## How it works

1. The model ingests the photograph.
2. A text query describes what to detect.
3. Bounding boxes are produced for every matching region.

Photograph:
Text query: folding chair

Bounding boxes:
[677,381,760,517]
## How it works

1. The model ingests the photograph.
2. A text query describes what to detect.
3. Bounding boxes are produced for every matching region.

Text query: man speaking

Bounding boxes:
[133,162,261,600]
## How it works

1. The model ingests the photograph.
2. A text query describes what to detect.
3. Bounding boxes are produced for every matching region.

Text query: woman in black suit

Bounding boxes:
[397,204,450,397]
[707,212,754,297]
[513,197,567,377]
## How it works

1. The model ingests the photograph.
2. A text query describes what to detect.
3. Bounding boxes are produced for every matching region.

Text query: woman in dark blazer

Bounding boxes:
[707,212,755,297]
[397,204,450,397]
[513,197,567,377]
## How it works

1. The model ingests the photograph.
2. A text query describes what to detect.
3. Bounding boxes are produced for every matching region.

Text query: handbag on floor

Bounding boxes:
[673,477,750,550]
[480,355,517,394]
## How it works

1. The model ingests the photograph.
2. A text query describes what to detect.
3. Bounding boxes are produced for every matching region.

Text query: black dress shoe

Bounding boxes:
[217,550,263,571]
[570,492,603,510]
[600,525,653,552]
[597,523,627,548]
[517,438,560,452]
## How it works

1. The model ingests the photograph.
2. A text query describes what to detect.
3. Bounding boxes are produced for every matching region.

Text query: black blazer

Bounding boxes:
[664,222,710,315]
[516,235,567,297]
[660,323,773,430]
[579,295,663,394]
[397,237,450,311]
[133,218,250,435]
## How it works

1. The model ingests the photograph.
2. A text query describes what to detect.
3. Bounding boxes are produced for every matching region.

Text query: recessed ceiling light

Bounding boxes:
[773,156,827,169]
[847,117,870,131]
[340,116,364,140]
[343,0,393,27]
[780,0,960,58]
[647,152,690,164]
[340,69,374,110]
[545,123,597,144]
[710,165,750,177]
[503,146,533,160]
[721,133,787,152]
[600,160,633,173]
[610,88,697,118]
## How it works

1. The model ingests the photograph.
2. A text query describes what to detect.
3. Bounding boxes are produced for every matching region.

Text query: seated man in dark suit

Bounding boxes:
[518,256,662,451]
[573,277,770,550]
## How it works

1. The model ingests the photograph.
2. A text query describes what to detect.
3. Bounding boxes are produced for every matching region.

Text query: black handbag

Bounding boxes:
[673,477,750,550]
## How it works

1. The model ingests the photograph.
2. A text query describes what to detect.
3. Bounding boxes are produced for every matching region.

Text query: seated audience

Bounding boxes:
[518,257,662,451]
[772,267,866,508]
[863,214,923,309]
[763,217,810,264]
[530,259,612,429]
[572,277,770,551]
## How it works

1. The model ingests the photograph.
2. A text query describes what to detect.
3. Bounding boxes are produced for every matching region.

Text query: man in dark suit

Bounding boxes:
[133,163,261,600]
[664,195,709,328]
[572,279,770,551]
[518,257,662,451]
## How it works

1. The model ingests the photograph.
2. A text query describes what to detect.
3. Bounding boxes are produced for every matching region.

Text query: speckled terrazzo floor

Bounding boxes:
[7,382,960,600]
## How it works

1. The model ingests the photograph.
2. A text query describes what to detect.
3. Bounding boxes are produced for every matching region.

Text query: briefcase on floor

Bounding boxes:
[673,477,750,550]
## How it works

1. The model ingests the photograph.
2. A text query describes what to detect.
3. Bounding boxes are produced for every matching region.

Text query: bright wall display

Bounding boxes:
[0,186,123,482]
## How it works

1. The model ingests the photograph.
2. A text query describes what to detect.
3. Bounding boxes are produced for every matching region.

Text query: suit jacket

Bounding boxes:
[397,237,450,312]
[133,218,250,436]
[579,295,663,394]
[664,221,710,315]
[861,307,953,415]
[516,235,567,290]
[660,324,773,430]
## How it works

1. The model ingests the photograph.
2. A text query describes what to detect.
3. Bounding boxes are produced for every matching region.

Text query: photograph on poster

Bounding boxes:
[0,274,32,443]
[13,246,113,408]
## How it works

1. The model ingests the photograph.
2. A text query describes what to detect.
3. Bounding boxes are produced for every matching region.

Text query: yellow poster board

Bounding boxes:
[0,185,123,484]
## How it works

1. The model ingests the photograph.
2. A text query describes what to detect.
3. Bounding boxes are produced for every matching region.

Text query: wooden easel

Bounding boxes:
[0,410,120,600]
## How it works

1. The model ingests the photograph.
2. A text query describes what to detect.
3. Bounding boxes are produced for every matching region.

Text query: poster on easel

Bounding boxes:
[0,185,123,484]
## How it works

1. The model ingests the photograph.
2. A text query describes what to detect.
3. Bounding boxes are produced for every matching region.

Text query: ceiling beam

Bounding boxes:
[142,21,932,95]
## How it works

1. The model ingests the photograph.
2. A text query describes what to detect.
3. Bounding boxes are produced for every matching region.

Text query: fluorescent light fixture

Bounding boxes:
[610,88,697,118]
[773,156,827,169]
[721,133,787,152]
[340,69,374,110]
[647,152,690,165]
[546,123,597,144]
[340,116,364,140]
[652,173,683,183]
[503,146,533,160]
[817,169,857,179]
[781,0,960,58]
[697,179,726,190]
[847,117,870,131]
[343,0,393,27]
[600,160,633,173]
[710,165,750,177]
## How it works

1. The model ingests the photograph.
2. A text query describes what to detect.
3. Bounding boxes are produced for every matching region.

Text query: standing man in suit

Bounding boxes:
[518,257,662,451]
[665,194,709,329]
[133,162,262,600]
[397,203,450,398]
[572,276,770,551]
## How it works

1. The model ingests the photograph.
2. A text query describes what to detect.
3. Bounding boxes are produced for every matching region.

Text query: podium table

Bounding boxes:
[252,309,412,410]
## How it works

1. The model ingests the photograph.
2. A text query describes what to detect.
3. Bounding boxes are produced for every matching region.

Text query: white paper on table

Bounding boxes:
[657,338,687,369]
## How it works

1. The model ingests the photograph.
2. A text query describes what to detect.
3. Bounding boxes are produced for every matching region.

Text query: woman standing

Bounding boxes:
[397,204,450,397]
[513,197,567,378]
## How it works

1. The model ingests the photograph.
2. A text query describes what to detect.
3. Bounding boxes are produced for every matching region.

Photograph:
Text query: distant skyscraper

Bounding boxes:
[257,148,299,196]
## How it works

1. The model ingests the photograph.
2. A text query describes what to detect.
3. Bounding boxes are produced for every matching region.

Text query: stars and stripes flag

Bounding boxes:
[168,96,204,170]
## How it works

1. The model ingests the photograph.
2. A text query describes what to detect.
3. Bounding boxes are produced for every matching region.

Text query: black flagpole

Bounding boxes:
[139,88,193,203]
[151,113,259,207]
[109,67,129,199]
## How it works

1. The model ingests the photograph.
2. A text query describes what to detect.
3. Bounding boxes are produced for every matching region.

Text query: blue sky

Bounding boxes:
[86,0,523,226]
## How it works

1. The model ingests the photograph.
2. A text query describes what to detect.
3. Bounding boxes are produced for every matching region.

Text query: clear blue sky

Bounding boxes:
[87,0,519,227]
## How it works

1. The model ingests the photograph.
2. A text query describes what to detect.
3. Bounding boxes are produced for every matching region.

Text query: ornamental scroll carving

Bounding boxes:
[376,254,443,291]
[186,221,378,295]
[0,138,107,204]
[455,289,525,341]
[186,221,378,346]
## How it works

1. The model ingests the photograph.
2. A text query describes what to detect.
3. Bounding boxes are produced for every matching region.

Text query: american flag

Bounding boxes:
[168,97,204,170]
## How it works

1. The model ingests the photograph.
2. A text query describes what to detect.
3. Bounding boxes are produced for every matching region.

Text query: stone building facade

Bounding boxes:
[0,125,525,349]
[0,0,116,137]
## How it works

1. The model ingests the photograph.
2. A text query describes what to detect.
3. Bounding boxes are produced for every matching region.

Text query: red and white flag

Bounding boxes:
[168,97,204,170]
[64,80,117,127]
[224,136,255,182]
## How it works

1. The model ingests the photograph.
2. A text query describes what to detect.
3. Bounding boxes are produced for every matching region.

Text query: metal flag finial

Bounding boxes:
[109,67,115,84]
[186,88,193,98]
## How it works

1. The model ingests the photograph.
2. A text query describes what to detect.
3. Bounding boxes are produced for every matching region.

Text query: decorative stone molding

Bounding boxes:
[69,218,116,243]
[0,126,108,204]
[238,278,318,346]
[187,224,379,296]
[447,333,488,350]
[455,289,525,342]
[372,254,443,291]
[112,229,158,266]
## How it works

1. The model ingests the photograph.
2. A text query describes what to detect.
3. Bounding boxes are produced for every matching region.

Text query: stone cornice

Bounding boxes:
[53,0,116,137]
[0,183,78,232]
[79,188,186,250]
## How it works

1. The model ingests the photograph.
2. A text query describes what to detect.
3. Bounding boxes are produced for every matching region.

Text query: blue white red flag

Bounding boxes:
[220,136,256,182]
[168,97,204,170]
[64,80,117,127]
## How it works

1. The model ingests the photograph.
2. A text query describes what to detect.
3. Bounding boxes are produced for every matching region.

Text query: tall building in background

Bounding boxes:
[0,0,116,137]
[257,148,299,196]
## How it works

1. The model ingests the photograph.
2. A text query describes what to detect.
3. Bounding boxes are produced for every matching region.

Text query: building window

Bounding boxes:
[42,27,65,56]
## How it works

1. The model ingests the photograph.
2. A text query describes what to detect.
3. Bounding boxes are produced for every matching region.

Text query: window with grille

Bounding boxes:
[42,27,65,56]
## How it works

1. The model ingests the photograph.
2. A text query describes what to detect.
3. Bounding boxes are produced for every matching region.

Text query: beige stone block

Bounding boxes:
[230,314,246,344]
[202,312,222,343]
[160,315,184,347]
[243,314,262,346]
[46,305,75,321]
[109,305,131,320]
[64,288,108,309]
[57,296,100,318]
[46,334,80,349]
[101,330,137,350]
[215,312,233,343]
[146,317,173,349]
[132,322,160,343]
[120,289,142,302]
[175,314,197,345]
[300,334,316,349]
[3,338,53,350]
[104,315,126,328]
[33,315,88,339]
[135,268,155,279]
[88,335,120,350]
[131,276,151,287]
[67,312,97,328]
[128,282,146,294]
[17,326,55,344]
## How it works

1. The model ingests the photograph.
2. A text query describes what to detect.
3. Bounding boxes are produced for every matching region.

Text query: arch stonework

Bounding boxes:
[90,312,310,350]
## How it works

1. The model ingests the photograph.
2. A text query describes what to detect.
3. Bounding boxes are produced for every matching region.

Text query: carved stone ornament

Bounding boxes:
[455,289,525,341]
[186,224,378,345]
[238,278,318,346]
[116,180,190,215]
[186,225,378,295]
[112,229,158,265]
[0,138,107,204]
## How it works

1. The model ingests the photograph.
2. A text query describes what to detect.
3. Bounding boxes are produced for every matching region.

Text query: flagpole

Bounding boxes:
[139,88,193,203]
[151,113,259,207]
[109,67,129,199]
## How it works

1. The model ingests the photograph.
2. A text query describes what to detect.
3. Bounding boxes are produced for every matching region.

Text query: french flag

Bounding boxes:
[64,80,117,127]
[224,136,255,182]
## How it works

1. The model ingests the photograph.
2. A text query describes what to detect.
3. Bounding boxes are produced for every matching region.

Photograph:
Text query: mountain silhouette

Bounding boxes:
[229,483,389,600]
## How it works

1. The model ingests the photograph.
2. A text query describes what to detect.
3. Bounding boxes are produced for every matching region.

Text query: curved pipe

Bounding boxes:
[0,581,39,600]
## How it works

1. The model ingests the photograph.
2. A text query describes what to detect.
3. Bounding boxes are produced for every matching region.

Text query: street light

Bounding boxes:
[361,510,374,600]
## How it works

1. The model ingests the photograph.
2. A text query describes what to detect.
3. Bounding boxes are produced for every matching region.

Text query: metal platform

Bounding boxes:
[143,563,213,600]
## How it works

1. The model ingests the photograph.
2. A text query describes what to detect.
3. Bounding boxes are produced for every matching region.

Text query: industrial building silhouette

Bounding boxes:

■ **THE REQUEST**:
Identify every line in the listing above that contains the word "ceiling", and copy each of those lines.

■ **SOLUTION TO THIS TASK**:
Text query: recessed ceiling light
Text query: ceiling beam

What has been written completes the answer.